- [Text segment]
((

GitHub is just like all of us: The week has just started but it needed 4 whole hours of downtime
Plus: New availability report highlights database issues
GitHub marked the start of the week with more than four hours of downtime, as GitHub Issues, Actions, Pages, Packages and API requests all reported "degraded performance."
A problem on the world's most popular code repository and developer collaboration site was first reported around 05:00 UK time (04:00 UTC) this morning and was resolved at 09:30 UK time (08:30 UTC). Basic Git operations were not affected.
GitHub, on the whole, is a relatively reliable site but the impact of downtime is considerable because of its wide use and critical importance. The site has over 44 million users and over 100 million repositories (nearly 34 million of which are public).
The last major outage before today was on 29th June, and before that on 19 June, and 22nd and 23rd May. In the context of such a key service, that isn't a great recent track record. “You are a dependency to our systems and if this keeps happening, many will say goodbye,” said developer Emad Mokhtar on Twitter.
What is going on? The Microsoft-owned company has not always been great at releasing prompt post-mortem explanations, but according to a post last week a new Availability Report will now be published on the first Wednesday of each month, so we can expect an explanation of today’s blip by 5 August, if not before.
In the same post, GitHub reported on what went wrong in May and June. It turns out that database issues are the most common problem. On May 5, “a shared database table’s auto-incrementing ID column exceeded the size that can be represented by the MySQL Integer type,” said GitHub’s SVP of engineering, Keith Ballinger.
May 22 was another bad day for the company’s MySQL servers. A primary MySQL instance was failed over for planned maintenance, but the newly promoted instance crashed after six seconds. “We manually redirected traffic back to the original primary,” said Ballinger. Recovering the six seconds of writes to the crashed instance, though, caused delays. “A restore of replicas from the new primary was initiated which took approximately four hours with a further hour for cluster reconfiguration to re-enable full read capacity,” he added.

))

- [Written problem 1] According to the GitHub outage article, when will the new Availability Report be published each month?
- [Written problem 2] Reproduce the part of the GitHub outage article that opens with the words containing "A problem on" and closes with "were not affected.".

- [Collected material]
((

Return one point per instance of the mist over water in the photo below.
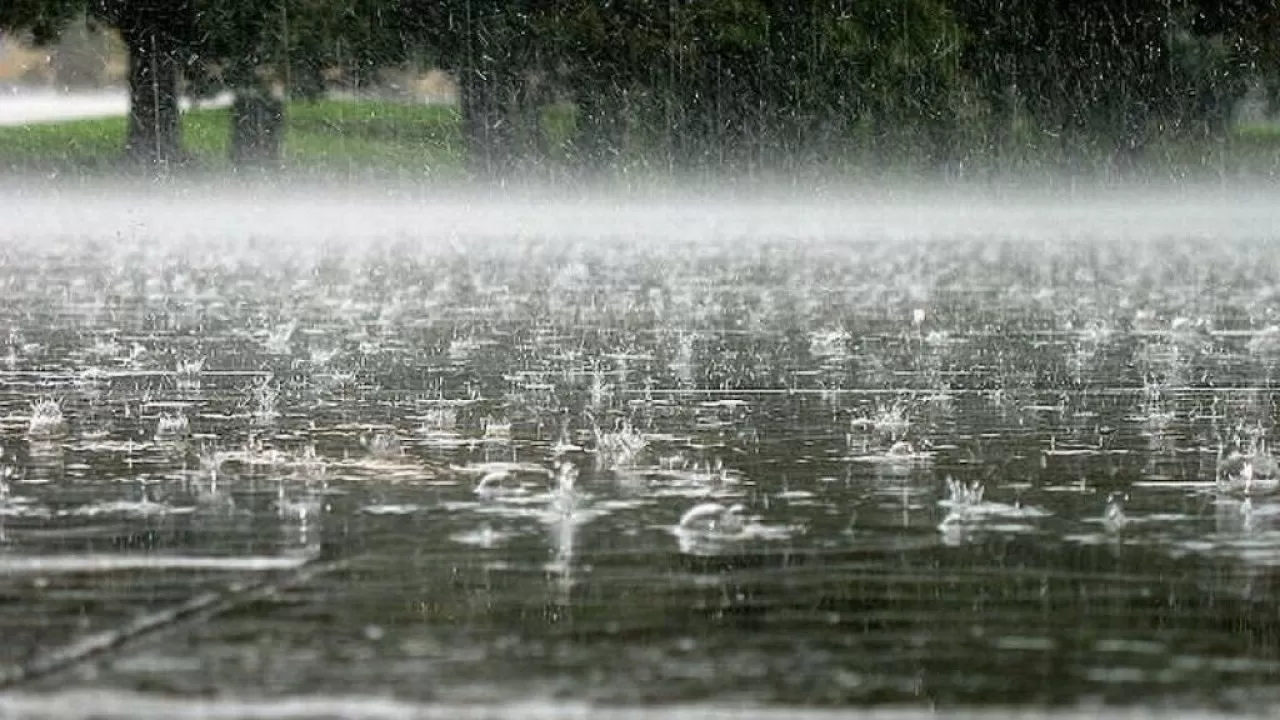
(846, 446)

))

- [Full response 1] On the first Wednesday of each month.

- [Full response 2]
A problem on the world's most popular code repository and developer collaboration site was first reported around 05:00 UK time (04:00 UTC) this morning and was resolved at 09:30 UK time (08:30 UTC). Basic Git operations were not affected.